Consigna
¿Puedes copiar del texto sobre la supervivencia y el bienestar todo lo que va desde "En rigor, desde" hasta "más agradable futuro?"?

Texto extraído
++++++++++++++++++++

En rigor, desde siempre y más aún en los tiempos actuales, la consecución del dinero es, en uno u otro sentido, la condición de posibilidad para asegurar una supervivencia placentera. ¿Cómo satisfacer la alimentación diaria, cuidar de la salud, acceder a los servicios sanitarios, a la ropa o a la protección ambiental, sin recursos económicos?
Lo mismo sucede con los otros aspectos inherentes a una buena calidad de vida. ¿Cómo sobrellevar cada jornada si nos falta el bienestar emocional? ¿Cómo entender, sentirnos entendidos, ocuparnos de los problemas comunes y disfrutar de los beneficios públicos, sin abrirnos a la interacción social? ¿Cómo desarrollarnos como personas sin la posibilidad de aprender, enseñar, planificar o proyectarnos hacia un mejor y más agradable futuro?
Como se ve, si el primer axioma expresa la prioridad básica de la actividad inconsciente, el segundo busca asegurar, por una parte, las condiciones necesarias e inmediatas para la supervivencia; y por otra, la experiencia placentera del mismo hecho de vivir.
En otras palabras, el ser humano no es una criatura venida a este mundo solo para sobrevivir y multiplicarse, subordinado a una evolución indefinida.
La observación de la praxis inconsciente sugiere que cada individuo se considera un fin en sí mismo, toda vez que -en condiciones normales- busca y valora su propia supervivencia pero, al mismo tiempo, demanda instintivamente todo bienestar a su alcance que le asegure una vida lo más agradable posible.
Por contraste, una vida desagradable y dolorosa, carente de todo bienestar y esperanza, podría devaluar -en algún caso particular- la importancia subjetiva de la supervivencia, y crear en la persona las condiciones suficientes para que germine en ella la idea de la autoextinción o suicidio, como resultante de axiomas o creencias adquiridas (de las que hablaremos más adelante) de tinte delirantes o patológicas.
En cualquier caso, debe resaltarse que, aun cuando resultare que la actividad inconsciente se viera impedida de materializar la dimensión ‘placentera’ en la vida de un individuo, de todos modos seguirá rigiéndose por el primer axioma; es decir, seguirá intentando asegurar la supervivencia de la persona, tal y como se observa en individuos que -despojados de casi todo confort y bienestar- persisten en la disposición ‘instintiva’ de servirse de cualquier medio que les permita continuar con sus vidas.
Ahora bien. La fenomenología social aporta datos significativos acerca de personas cuyas conductas y estilos de vida podrían cuestionar la existencia de algunas prioridades (axiomas) propias de la praxis inconsciente.
Tal es el caso, por ejemplo, de individuos básicamente sanos y normales, que se destacan por llevar una vida extraordinariamente altruista, demostrando no sólo gran abnegación por el bien de los demás, sino también niveles impresionantes de sacrificio personal que -en algunos casos y ocasiones- los lleva a renunciar a las formas más elementales de una calidad de vida aceptable y poner en riesgo su propia existencia.
Tanto en este caso como en otros (por ejemplo el de los mártires), no interesa conocer la motivación que los lleva a tales conductas ni el objetivo que puedan perseguir.
Interesa, más bien, resaltar (anticipándonos un poco) que dicho comportamiento obedece a una declinación de la escala axiomática innata por la influencia categórica de axiomas o creencias adquiridas.

++++++++++++++++++++

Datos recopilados
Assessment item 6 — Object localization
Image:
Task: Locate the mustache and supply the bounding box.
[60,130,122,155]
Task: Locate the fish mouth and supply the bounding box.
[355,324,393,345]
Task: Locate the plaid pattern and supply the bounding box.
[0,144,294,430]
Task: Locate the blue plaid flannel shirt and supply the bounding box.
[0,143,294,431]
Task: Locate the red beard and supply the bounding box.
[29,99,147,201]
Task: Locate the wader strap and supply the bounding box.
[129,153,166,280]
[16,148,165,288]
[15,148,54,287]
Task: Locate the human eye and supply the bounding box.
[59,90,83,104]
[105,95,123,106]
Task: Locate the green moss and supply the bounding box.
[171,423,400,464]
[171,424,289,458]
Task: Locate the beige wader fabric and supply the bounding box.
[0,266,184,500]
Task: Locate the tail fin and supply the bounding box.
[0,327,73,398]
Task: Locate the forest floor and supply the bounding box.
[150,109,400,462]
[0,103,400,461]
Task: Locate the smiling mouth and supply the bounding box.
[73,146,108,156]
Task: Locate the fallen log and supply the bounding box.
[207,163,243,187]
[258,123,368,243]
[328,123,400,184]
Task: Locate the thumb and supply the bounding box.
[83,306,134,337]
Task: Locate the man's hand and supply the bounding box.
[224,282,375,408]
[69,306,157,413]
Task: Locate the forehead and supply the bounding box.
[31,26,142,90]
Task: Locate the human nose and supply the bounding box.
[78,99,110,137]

++++++++++++++++++++

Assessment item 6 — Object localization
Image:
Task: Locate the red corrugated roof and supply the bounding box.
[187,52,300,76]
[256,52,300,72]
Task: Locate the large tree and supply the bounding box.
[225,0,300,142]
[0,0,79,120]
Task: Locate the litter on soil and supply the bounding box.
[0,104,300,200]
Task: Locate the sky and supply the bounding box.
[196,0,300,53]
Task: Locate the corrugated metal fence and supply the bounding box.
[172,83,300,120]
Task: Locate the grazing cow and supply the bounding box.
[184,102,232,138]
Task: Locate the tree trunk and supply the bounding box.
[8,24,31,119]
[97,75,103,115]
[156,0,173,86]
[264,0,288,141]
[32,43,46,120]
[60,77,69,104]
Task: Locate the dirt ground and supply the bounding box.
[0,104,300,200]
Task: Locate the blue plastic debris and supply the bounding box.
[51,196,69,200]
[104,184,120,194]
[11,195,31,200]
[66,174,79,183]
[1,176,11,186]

++++++++++++++++++++

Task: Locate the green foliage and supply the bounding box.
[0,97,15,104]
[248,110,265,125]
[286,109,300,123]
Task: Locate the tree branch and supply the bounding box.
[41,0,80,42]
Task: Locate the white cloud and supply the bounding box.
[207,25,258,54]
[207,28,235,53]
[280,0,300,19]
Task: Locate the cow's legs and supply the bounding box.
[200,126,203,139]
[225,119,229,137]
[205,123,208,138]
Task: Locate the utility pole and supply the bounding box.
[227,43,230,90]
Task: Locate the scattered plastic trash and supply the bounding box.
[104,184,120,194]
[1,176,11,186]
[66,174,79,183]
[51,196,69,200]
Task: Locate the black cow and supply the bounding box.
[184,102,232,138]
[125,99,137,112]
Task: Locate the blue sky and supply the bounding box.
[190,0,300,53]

++++++++++++++++++++

Tarea resuelta
En rigor, desde siempre y más aún en los tiempos actuales, la consecución del dinero es, en uno u otro sentido, la condición de posibilidad para asegurar una supervivencia placentera. ¿Cómo satisfacer la alimentación diaria, cuidar de la salud, acceder a los servicios sanitarios, a la ropa o a la protección ambiental, sin recursos económicos?
Lo mismo sucede con los otros aspectos inherentes a una buena calidad de vida. ¿Cómo sobrellevar cada jornada si nos falta el bienestar emocional? ¿Cómo entender, sentirnos entendidos, ocuparnos de los problemas comunes y disfrutar de los beneficios públicos, sin abrirnos a la interacción social? ¿Cómo desarrollarnos como personas sin la posibilidad de aprender, enseñar, planificar o proyectarnos hacia un mejor y más agradable futuro?